• [What this task involves]
Report each line below that contains the string "plate", copied in full, and count a line only if its letters match that string in case.

• [Records for the task]
▼

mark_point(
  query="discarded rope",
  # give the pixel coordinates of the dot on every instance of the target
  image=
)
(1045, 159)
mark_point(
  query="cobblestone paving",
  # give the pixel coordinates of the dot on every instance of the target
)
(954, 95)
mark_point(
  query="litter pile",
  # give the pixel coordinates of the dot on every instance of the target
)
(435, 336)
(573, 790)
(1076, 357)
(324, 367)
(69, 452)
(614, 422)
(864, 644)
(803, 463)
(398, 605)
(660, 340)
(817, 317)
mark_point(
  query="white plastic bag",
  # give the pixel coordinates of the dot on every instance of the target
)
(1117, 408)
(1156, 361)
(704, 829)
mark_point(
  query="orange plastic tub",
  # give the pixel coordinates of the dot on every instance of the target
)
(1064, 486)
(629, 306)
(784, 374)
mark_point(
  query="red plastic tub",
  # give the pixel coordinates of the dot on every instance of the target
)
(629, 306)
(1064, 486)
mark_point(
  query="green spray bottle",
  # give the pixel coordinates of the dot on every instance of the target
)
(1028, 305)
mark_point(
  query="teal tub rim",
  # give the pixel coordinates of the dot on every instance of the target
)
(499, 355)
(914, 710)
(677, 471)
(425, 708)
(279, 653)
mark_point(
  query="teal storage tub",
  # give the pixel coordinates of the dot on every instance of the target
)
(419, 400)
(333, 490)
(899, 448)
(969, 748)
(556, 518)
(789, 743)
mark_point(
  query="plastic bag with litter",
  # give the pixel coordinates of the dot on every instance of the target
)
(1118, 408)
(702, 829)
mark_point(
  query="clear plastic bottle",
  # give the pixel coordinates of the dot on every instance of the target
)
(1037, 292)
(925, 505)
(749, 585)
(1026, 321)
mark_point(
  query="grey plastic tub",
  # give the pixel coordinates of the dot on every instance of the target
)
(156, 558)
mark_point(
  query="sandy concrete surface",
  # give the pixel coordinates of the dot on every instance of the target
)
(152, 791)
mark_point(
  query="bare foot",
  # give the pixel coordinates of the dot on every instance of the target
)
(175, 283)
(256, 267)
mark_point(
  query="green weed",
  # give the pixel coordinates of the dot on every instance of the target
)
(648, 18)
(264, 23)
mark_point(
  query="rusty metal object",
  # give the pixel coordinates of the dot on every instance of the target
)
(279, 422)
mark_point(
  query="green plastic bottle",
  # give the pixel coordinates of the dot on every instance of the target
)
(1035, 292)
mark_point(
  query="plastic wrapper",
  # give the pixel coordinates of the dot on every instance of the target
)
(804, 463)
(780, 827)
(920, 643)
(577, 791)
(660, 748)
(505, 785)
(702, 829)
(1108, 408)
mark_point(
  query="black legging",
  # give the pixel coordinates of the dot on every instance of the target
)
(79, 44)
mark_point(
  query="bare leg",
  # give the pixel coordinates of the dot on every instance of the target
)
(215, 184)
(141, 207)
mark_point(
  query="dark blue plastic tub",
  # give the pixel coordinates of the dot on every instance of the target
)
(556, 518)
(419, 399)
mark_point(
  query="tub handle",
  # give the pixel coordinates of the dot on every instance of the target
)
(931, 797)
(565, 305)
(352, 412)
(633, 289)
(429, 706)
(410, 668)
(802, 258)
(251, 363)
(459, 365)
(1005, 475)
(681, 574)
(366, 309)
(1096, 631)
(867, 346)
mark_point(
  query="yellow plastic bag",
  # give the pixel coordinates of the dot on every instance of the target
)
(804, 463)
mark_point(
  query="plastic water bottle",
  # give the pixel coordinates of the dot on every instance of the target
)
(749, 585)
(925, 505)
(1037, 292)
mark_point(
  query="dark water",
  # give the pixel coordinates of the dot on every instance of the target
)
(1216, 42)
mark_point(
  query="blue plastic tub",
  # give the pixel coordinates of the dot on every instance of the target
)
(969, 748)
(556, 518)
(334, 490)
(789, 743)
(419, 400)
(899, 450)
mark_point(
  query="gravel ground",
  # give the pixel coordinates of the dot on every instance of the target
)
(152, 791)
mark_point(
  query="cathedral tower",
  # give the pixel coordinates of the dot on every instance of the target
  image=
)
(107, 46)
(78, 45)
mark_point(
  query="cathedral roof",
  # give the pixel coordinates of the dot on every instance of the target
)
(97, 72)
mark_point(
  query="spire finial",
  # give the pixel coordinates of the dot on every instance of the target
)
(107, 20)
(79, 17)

▲
▼

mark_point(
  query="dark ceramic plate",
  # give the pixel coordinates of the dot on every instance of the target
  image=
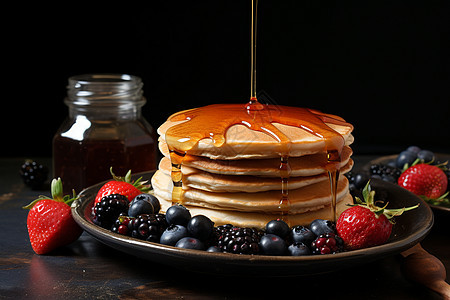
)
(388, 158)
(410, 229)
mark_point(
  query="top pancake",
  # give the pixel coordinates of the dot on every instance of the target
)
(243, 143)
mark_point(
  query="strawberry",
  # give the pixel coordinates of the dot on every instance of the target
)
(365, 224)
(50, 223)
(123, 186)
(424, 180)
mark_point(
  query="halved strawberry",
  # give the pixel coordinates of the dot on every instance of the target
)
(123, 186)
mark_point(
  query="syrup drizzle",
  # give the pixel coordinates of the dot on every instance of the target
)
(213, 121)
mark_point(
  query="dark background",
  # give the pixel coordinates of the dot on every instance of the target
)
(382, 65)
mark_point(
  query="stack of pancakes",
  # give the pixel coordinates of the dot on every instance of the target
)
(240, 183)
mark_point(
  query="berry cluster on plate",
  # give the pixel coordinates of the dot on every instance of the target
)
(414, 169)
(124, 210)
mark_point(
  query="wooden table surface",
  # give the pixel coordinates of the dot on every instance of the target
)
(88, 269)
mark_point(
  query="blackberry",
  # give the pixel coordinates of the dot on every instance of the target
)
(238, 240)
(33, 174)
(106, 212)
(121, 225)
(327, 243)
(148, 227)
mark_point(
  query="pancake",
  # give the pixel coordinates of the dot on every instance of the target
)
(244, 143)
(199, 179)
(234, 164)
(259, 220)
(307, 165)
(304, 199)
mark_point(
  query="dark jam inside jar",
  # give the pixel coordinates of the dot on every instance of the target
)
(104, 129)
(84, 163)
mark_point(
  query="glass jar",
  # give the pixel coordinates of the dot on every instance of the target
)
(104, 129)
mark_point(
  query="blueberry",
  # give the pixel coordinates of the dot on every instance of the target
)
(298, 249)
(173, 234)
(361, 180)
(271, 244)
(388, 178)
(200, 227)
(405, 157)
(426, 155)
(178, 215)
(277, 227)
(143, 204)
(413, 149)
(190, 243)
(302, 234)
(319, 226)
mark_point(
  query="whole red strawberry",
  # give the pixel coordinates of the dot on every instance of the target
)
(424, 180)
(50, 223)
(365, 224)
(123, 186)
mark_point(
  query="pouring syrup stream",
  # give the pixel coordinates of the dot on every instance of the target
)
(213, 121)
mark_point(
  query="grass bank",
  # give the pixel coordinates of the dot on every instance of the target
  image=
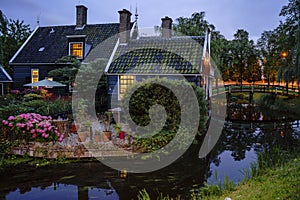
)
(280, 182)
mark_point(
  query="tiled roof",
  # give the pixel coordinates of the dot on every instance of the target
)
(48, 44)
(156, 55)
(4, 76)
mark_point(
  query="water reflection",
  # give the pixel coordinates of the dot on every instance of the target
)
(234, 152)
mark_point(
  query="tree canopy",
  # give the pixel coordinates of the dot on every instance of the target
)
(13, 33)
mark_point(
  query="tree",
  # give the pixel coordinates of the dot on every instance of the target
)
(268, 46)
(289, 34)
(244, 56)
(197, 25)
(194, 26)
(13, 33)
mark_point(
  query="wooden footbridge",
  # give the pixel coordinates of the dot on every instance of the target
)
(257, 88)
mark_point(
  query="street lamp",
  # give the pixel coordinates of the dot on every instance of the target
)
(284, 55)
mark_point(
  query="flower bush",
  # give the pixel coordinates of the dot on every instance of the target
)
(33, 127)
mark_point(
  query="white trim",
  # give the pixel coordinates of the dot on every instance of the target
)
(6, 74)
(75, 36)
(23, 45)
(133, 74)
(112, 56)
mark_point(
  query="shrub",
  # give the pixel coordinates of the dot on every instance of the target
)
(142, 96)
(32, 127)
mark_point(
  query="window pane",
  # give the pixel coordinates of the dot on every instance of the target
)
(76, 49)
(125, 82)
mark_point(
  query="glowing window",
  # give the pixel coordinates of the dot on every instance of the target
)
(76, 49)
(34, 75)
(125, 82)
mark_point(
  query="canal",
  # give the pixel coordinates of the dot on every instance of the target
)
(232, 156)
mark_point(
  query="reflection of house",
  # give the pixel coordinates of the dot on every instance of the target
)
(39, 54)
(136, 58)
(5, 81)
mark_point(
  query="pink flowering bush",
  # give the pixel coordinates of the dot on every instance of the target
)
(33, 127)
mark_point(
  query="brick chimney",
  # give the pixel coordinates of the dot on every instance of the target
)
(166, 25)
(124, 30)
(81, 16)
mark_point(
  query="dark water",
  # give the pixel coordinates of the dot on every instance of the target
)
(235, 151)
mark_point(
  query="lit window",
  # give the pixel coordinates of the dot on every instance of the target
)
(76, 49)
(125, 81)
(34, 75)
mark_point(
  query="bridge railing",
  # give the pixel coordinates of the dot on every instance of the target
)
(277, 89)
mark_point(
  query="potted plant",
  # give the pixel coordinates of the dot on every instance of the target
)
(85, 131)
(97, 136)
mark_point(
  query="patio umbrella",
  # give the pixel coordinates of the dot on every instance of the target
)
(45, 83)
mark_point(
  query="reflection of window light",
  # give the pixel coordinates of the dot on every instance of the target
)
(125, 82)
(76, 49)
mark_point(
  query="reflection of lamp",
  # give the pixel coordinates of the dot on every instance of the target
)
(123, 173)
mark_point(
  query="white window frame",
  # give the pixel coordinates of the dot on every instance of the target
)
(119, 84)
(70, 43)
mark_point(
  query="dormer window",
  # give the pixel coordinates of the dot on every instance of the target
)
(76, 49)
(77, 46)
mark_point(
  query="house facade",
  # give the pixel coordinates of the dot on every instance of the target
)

▲
▼

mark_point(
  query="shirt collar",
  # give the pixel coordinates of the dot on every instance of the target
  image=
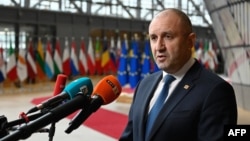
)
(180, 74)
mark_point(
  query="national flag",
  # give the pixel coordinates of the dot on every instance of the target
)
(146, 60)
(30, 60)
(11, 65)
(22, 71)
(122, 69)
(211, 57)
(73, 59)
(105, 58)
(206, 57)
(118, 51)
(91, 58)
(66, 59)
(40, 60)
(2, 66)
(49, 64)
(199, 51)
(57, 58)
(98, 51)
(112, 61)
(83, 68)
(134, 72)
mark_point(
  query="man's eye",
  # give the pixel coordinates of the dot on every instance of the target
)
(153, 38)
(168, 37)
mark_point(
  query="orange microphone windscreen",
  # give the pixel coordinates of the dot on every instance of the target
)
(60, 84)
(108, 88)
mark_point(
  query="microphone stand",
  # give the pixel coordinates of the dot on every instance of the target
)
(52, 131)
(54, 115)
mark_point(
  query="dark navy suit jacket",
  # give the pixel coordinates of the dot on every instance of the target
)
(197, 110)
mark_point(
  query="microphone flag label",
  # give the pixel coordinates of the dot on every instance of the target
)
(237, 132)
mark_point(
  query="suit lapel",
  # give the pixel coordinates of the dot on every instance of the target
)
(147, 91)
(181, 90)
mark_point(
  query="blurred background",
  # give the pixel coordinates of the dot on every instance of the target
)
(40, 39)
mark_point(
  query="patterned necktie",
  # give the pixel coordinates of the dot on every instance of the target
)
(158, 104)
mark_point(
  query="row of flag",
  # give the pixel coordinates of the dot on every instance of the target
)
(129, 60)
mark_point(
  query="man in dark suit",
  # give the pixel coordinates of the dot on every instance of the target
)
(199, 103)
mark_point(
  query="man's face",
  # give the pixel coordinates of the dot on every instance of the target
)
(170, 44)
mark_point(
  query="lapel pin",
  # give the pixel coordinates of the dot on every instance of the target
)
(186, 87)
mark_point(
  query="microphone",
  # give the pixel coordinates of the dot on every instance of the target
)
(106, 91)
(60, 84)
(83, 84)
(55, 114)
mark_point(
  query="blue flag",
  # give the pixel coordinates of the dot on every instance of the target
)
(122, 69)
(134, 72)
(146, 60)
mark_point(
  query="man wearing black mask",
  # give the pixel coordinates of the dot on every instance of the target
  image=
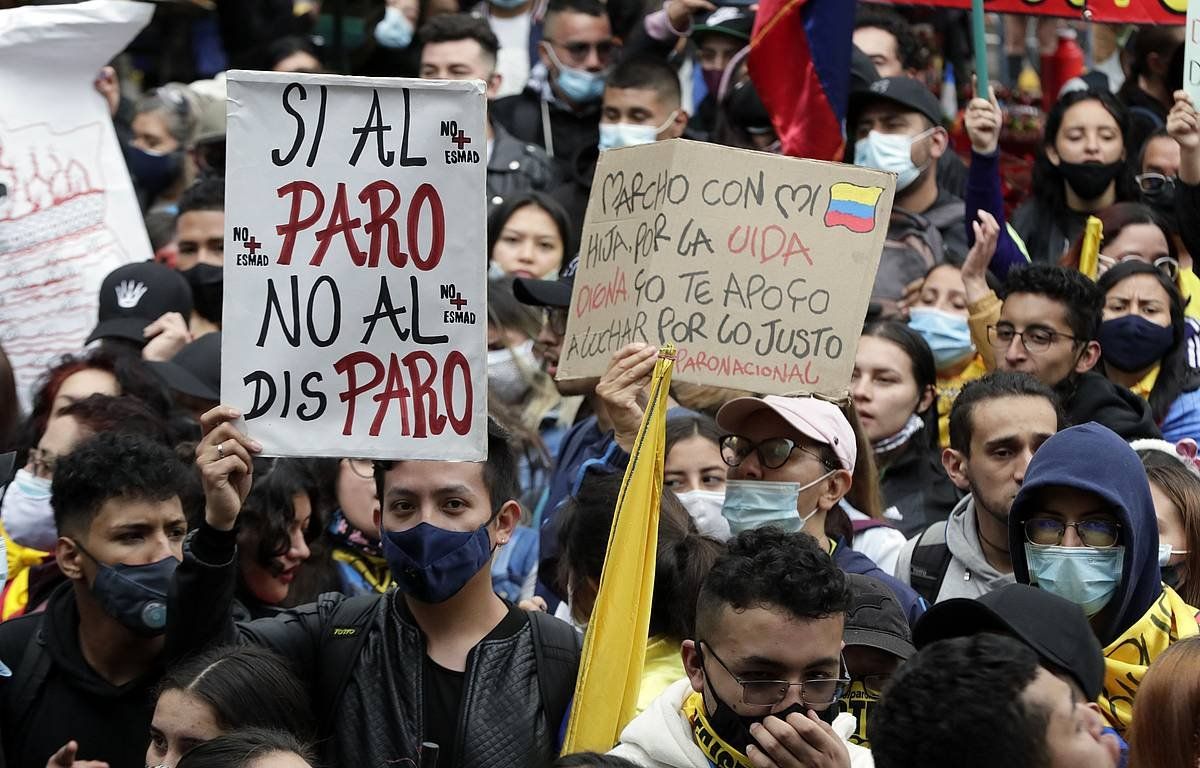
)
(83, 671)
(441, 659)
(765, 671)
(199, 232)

▲

• [Task answer]
  query="dark ceramic plate",
  query="berry cluster on plate",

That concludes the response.